§ **Fragment dokumentu**:
----------

Ogromną zaletą większości głowic wyposażonych w płytki montażowe zgodne ze standardem Arca Swiss jest możliwość ich łatwej wymiany, wystarczy w tym celu odkręcić jedną śrubę imbusową, standard ten ściśle określa kąty i kształt wcięcia rowków w szybkozłączce, dzięki czemu jeśli tyko płytka montażowa pozostaje zgodna z Arca Swiss są one łatwo wymienialne i zgodne pomiędzy różnymi modelami głowic, jak i innych akcesoriów – powyżej głowica Xiletu XG-25 na przykładzie której pokazano jak łatwo można odkręcić i wymienić rzeczową płytkę. Ich ceny na Chińskich platformach handlowych, jak i sklepach online tej i wymienianych w niniejszej recenzji marek, zaczynają się od około siedmiu dolarów…

Dodatkowy bonus ze zgodności z system Arca Swiss….

----------

§ **Udostępnione rekordy**:
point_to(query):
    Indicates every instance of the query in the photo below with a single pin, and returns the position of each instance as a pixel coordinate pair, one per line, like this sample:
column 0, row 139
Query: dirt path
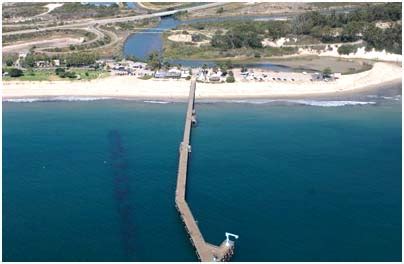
column 48, row 43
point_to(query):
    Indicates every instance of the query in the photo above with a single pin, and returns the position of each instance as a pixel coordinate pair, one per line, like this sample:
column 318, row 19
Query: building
column 160, row 74
column 173, row 73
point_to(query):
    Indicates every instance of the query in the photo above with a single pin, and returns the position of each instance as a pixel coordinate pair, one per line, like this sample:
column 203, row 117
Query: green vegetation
column 23, row 9
column 359, row 24
column 347, row 49
column 71, row 59
column 327, row 72
column 41, row 35
column 146, row 77
column 75, row 10
column 154, row 60
column 240, row 38
column 13, row 72
column 50, row 75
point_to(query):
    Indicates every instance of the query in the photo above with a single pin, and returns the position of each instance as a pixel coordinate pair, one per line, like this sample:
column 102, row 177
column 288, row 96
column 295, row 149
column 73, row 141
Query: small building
column 144, row 72
column 214, row 78
column 42, row 64
column 336, row 75
column 173, row 73
column 139, row 65
column 160, row 74
column 56, row 63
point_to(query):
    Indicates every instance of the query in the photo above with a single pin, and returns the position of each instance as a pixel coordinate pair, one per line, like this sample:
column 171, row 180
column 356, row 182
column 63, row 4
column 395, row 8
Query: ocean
column 297, row 180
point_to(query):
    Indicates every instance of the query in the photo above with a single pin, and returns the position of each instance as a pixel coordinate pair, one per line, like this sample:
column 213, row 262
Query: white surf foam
column 320, row 103
column 156, row 102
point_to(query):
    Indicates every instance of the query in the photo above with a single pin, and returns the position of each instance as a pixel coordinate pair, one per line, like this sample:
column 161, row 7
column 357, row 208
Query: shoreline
column 128, row 87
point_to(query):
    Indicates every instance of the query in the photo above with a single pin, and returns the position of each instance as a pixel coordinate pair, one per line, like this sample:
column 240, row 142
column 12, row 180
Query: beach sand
column 131, row 87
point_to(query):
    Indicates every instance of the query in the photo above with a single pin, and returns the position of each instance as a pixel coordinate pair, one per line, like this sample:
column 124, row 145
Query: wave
column 156, row 102
column 320, row 103
column 395, row 98
column 51, row 99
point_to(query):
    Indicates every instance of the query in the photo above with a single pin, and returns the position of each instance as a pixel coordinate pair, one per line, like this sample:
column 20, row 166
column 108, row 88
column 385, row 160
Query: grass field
column 50, row 75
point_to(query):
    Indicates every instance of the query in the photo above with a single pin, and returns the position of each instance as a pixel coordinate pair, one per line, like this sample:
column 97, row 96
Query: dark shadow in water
column 119, row 166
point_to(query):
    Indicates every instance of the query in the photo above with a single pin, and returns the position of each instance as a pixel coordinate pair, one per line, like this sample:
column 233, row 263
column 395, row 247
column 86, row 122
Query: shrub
column 146, row 77
column 9, row 62
column 13, row 72
column 58, row 71
column 347, row 49
column 230, row 79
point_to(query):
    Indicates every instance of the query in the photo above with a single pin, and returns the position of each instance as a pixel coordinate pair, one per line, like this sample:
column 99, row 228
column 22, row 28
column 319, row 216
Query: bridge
column 103, row 21
column 205, row 251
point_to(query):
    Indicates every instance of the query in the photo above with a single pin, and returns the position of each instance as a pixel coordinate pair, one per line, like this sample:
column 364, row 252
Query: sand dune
column 128, row 86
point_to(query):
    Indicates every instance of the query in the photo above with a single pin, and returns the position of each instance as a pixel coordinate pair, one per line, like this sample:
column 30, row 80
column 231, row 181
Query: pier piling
column 205, row 251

----------

§ **Wymagania ćwiczenia**:
[a] Czy poniższe stwierdzenia są zgodne z fragmentem dokumentu? Przy każdym odpowiedz „tak” lub „nie” i zacytuj rozstrzygające słowa tekstu. (i) Do wymiany płytki montażowej wystarczy odkręcić jedną śrubę imbusową. (ii) Standard Arca Swiss określa kąty i kształt wcięcia rowków w szybkozłączce. (iii) Ceny płytek zaczynają się od około dziesięciu dolarów.
[b] Proszę przytoczyć dosłownie wiersze rekordów od ich początku do wiersza zawierającego „column 48, row 43”, oba końce włącznie, pomijając obrazy.

§ **Odpowiedzi do zadań**:
[a]
(i) Tak: „wystarczy w tym celu odkręcić jedną śrubę imbusową”.
(ii) Tak: „standard ten ściśle określa kąty i kształt wcięcia rowków w szybkozłączce”.
(iii) Nie: „zaczynają się od około siedmiu dolarów”.

[b]
point_to(query):
    Indicates every instance of the query in the photo below with a single pin, and returns the position of each instance as a pixel coordinate pair, one per line, like this sample:
column 0, row 139
Query: dirt path
column 48, row 43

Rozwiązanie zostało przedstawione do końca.